TERAPKAN ISI BACAAN:
#1 Menurut teks tentang protein, siapa yang menemukan protein dan pada tahun berapa?
#2 Tolong lanjutkan teks tentang protein mulai setelah kalimat terakhirnya.

[BAGIAN DOKUMEN]

Reaksi-Reaksi Spesifik pada Protein
A. Protein
Protein (asal kata protos dari bahasa Yunani yang berarti "yang paling utama") adalah senyawa organik kompleks berbobot molekul tinggi yang merupakan polimer dari monomerasam amino yang dihubungkan satu sama lain dengan ikatan peptida. Molekul protein mengandung karbon, hidrogen, oksigen, nitrogen dan kadang kala sulfur serta fosfor. Protein berperan penting dalam struktur dan fungsi semua sel makhluk hidup dan virus.
Kebanyakan protein merupakan enzim atau subunit enzim. Jenis protein lain berperan dalam fungsi struktural atau mekanis, misalnya protein yang membentuk batang dan sendi sitoskeleton. Protein terlibat dalam sistem imun sebagai antibodi, sistem kendali dalam bentuk hormon, sebagai komponen penyimpanan (dalam biji) dan juga dalam transportasi hara. Sebagai salah satu sumber gizi, protein berperan sebagai sumber asam amino bagi organisme yang tidak mampu membentuk asam amino tersebut (heterotrof).
Protein merupakan salah satu dari biomolekul raksasa, selain polisakarida, lipid, dan polinukleotida, yang merupakan penyusun utama makhluk hidup. Selain itu, protein merupakan salah satu molekul yang paling banyak diteliti dalam biokimia. Protein ditemukan oleh Jöns Jakob Berzelius pada tahun 1838.
Biosintesis protein alami sama dengan ekspresi genetik. Kode genetik yang dibawa DNA ditranskripsi menjadi RNA, yang berperan sebagai cetakan bagi translasi yang dilakukan ribosom.Sampai tahap ini, protein masih "mentah", hanya tersusun dari asam amino proteinogenik. Melalui mekanisme pascatranslasi, terbentuklah protein yang memiliki fungsi penuh secara biologi.

[/BAGIAN DOKUMEN]
[ISI KUMPULAN DATA]

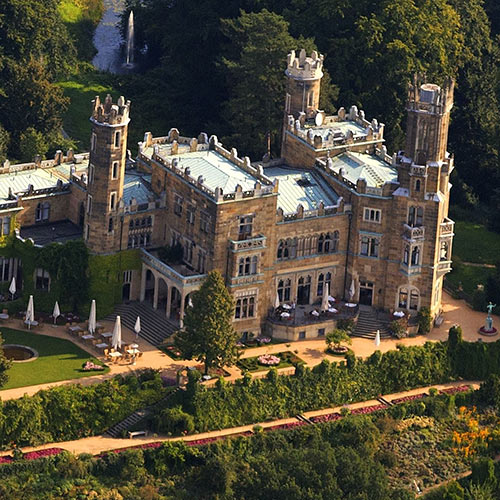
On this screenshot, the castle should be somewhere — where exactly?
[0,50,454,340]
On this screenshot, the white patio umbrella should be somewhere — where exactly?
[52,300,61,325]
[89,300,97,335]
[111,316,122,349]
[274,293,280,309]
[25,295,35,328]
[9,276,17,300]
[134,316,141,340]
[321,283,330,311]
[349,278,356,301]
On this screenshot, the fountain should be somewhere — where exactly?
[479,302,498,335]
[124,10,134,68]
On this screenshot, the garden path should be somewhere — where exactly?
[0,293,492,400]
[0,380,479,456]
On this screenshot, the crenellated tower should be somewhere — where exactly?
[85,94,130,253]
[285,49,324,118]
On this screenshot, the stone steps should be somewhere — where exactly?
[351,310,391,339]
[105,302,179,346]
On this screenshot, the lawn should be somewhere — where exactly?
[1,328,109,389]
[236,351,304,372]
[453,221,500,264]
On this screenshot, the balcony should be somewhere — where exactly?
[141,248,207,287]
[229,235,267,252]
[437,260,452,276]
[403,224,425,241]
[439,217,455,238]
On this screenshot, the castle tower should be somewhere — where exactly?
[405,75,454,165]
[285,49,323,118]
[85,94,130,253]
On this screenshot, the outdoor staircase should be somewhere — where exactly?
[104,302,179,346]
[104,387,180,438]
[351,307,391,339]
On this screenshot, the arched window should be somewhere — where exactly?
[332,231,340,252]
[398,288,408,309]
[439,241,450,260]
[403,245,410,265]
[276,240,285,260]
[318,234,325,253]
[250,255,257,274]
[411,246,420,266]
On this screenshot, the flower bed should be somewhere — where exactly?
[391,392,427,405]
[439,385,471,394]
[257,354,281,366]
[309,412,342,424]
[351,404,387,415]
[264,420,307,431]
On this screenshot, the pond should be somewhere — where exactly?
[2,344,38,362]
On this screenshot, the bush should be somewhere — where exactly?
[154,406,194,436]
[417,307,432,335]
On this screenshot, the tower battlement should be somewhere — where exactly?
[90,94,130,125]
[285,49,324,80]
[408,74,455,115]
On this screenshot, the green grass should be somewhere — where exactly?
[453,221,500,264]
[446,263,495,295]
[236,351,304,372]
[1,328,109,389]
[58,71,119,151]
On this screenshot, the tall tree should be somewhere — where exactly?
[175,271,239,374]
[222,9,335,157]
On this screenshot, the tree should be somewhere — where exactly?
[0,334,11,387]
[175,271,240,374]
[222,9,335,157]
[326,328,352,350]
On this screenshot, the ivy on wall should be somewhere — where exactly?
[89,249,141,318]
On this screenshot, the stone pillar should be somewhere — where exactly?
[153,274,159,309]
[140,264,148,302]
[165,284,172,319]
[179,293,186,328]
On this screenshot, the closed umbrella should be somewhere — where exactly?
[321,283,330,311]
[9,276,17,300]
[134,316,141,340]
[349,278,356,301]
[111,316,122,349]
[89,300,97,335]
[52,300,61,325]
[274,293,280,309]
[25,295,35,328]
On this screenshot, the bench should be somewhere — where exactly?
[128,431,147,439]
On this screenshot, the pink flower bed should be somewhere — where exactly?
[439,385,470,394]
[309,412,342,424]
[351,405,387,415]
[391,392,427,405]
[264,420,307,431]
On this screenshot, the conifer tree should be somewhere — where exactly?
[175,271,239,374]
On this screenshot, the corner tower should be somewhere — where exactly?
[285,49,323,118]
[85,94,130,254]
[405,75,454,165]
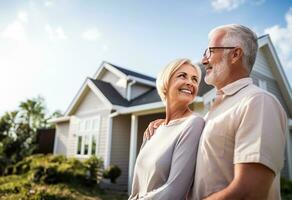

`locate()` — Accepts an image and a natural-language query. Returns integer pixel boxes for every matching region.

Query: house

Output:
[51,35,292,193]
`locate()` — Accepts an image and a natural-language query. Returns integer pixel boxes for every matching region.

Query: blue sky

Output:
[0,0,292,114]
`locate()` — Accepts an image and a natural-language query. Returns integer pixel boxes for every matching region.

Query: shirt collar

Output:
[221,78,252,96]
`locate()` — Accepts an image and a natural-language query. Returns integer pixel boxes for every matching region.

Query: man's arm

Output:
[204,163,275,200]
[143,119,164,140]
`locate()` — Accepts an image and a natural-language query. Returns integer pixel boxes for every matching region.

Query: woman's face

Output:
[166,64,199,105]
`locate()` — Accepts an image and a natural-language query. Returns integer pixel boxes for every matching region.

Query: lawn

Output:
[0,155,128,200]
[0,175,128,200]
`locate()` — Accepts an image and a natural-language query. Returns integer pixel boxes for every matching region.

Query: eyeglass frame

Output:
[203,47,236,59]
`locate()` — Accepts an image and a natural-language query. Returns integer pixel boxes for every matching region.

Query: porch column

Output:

[/ISI KUMPULAN DATA]

JAWABAN:
#1 Protein ditemukan oleh Jöns Jakob Berzelius pada tahun 1838.

#2
B. Struktur Protein
Struktur protein dapat dilihat sebagai hierarki, yaitu berupa struktur primer (tingkat satu), sekunder (tingkat dua), tersier (tingkat tiga), dan kuartener (tingkat empat):[4][5]
- struktur primer protein merupakan urutan asam amino penyusun protein yang dihubungkan melalui ikatan peptida (amida). Frederick Sangermerupakan ilmuwan yang berjasa dengan temuan metode penentuan deret asam amino pada protein, dengan penggunaan beberapa enzim protease yang mengiris ikatan antara asam amino tertentu, menjadi fragmen peptida yang lebih pendek untuk dipisahkan lebih lanjut dengan bantuan kertas kromatografik. Urutan asam amino menentukan fungsi protein, pada tahun 1957, Vernon Ingram menemukan bahwa translokasi asam amino akan mengubah fungsi protein, dan lebih lanjut memicu mutasi genetik.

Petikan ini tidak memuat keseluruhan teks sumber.